- **Task instructions**: Reproduce verbatim the lines from the first one up to and including the line that contains "125 92 L 146".

- **Working data**:
* Begin *
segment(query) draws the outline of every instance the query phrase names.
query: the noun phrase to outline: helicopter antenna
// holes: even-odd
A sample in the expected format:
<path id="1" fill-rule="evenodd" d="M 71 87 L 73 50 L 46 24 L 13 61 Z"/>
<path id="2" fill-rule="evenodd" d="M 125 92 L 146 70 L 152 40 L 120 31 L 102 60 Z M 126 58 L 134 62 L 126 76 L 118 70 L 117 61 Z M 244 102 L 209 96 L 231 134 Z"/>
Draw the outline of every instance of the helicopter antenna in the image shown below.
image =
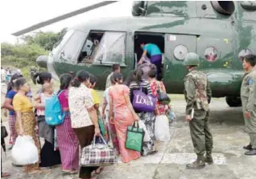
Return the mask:
<path id="1" fill-rule="evenodd" d="M 59 21 L 64 20 L 66 18 L 73 17 L 75 15 L 85 13 L 85 12 L 87 12 L 87 11 L 89 11 L 89 10 L 94 10 L 94 9 L 97 9 L 97 8 L 99 8 L 99 7 L 101 7 L 101 6 L 105 6 L 106 5 L 109 5 L 109 4 L 116 2 L 118 2 L 118 1 L 104 1 L 104 2 L 97 3 L 97 4 L 93 4 L 92 6 L 86 6 L 86 7 L 84 7 L 84 8 L 72 11 L 70 13 L 58 16 L 56 18 L 53 18 L 52 19 L 49 19 L 49 20 L 43 21 L 42 22 L 35 24 L 35 25 L 33 25 L 31 26 L 29 26 L 29 27 L 26 28 L 26 29 L 23 29 L 23 30 L 19 31 L 17 32 L 14 32 L 12 35 L 14 35 L 14 36 L 19 36 L 19 35 L 24 35 L 24 34 L 26 34 L 27 32 L 30 32 L 30 31 L 35 31 L 36 29 L 41 28 L 43 26 L 48 26 L 50 24 L 57 22 Z"/>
* End *
- **Task result**:
segment(query) draws the outline of every instance the query phrase names.
query: the noun phrase to outline: helicopter antenna
// holes: even-odd
A sample in the expected format:
<path id="1" fill-rule="evenodd" d="M 71 87 L 73 50 L 46 24 L 13 61 Z"/>
<path id="2" fill-rule="evenodd" d="M 125 92 L 146 70 L 152 40 L 120 31 L 102 60 Z M 126 58 L 134 62 L 126 76 L 118 70 L 117 61 Z M 244 102 L 209 96 L 231 134 Z"/>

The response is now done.